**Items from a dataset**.
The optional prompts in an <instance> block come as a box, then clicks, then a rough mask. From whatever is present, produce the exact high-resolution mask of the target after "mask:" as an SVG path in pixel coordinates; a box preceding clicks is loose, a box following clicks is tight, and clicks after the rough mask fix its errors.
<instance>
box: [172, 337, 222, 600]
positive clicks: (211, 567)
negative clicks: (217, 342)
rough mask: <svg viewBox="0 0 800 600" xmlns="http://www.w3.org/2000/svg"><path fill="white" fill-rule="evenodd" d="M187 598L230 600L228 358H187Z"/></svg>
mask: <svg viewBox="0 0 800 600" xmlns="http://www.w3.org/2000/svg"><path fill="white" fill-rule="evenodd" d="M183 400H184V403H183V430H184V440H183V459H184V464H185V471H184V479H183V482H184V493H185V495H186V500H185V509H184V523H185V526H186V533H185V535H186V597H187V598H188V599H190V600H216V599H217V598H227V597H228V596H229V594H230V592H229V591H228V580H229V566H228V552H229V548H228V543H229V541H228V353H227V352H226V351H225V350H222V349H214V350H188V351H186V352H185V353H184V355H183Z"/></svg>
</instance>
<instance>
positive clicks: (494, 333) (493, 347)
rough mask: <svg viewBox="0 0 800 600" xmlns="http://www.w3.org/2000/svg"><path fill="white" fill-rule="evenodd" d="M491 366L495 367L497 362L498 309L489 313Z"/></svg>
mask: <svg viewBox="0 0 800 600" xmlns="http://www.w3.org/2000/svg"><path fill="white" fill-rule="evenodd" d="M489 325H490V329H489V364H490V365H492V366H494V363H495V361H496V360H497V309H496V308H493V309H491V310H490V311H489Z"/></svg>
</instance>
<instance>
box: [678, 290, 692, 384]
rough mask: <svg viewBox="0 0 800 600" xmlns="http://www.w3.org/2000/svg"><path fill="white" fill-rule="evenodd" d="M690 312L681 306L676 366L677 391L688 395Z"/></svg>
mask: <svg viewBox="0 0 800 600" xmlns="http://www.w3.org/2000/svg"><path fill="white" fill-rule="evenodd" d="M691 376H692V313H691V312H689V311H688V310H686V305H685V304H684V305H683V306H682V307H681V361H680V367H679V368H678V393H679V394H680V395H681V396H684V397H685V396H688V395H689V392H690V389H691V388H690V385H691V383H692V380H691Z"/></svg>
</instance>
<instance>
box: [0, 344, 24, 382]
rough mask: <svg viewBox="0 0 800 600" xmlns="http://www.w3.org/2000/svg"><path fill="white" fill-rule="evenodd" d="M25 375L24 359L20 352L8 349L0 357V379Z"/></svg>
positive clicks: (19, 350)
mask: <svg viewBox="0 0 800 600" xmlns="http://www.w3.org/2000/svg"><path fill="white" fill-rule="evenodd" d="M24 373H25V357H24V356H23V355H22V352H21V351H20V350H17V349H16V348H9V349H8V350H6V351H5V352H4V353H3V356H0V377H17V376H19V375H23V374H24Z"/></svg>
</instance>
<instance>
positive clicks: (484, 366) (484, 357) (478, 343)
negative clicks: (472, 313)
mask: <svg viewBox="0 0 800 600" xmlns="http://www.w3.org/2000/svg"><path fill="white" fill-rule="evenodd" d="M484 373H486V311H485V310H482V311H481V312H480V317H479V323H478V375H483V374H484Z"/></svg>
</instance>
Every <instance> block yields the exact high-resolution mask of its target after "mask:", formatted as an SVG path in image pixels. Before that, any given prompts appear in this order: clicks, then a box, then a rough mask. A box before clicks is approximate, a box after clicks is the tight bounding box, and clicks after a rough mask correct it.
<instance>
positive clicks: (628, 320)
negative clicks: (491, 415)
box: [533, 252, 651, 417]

**REQUIREMENT**.
All of the records above should be repeated exactly.

**THE COMPLETED TASK**.
The optional prompts in an <instance> block come as a box, then clicks, then a rough mask. From whatever is present, produce the exact high-resolution mask of the target after "mask:" as an SVG path in pixel coordinates; a box preceding clicks is loose, a box following clicks is tight, and clicks after the rough mask fix its errors.
<instance>
box: [172, 337, 222, 600]
positive clicks: (211, 567)
negative clicks: (217, 342)
rough mask: <svg viewBox="0 0 800 600" xmlns="http://www.w3.org/2000/svg"><path fill="white" fill-rule="evenodd" d="M187 598L230 600L228 358H187Z"/></svg>
mask: <svg viewBox="0 0 800 600" xmlns="http://www.w3.org/2000/svg"><path fill="white" fill-rule="evenodd" d="M183 400H184V403H183V430H184V440H183V459H184V464H185V471H184V479H183V482H184V493H185V495H186V500H185V509H184V523H185V526H186V533H185V535H186V597H187V598H188V599H190V600H216V599H217V598H227V597H228V596H229V594H230V592H229V591H228V580H229V566H228V552H229V548H228V543H229V541H228V353H227V352H226V351H225V350H222V349H214V350H188V351H186V352H185V353H184V355H183Z"/></svg>
</instance>
<instance>
positive clicks: (494, 333) (493, 347)
rough mask: <svg viewBox="0 0 800 600" xmlns="http://www.w3.org/2000/svg"><path fill="white" fill-rule="evenodd" d="M491 366L495 367L497 362L498 309L489 313Z"/></svg>
mask: <svg viewBox="0 0 800 600" xmlns="http://www.w3.org/2000/svg"><path fill="white" fill-rule="evenodd" d="M489 325H490V329H489V364H490V365H492V366H494V363H495V361H496V360H497V309H496V308H493V309H491V310H490V311H489Z"/></svg>
</instance>
<instance>
box: [678, 290, 692, 384]
rough mask: <svg viewBox="0 0 800 600" xmlns="http://www.w3.org/2000/svg"><path fill="white" fill-rule="evenodd" d="M690 312L681 306L676 366L677 391L688 395Z"/></svg>
mask: <svg viewBox="0 0 800 600" xmlns="http://www.w3.org/2000/svg"><path fill="white" fill-rule="evenodd" d="M691 376H692V313H691V312H689V311H688V310H686V305H685V304H684V305H683V306H682V307H681V361H680V367H679V368H678V393H679V394H680V395H681V396H684V397H685V396H688V395H689V392H690V389H691V388H690V385H691V383H692V380H691Z"/></svg>
</instance>
<instance>
box: [0, 344, 24, 382]
rough mask: <svg viewBox="0 0 800 600" xmlns="http://www.w3.org/2000/svg"><path fill="white" fill-rule="evenodd" d="M25 375L24 359L20 352L8 349L0 357V379Z"/></svg>
positive clicks: (19, 350)
mask: <svg viewBox="0 0 800 600" xmlns="http://www.w3.org/2000/svg"><path fill="white" fill-rule="evenodd" d="M24 373H25V357H24V356H23V355H22V352H21V351H20V350H17V349H16V348H9V349H8V350H6V351H5V352H4V353H3V356H0V377H17V376H19V375H23V374H24Z"/></svg>
</instance>
<instance>
positive clicks: (484, 366) (484, 357) (478, 343)
negative clicks: (472, 313)
mask: <svg viewBox="0 0 800 600" xmlns="http://www.w3.org/2000/svg"><path fill="white" fill-rule="evenodd" d="M484 373H486V311H485V310H482V311H481V312H480V317H479V323H478V375H483V374H484Z"/></svg>
</instance>
Every <instance> block yields the exact high-resolution mask of its target after "mask:", formatted as an SVG path in image pixels. Before that, any given prompts appear in this order: clicks, then a box, then a rough mask. A box before clicks is approximate, a box after clicks is the tight bounding box, and clicks after a rough mask correct it.
<instance>
positive clicks: (628, 320)
negative clicks: (491, 415)
box: [533, 252, 651, 417]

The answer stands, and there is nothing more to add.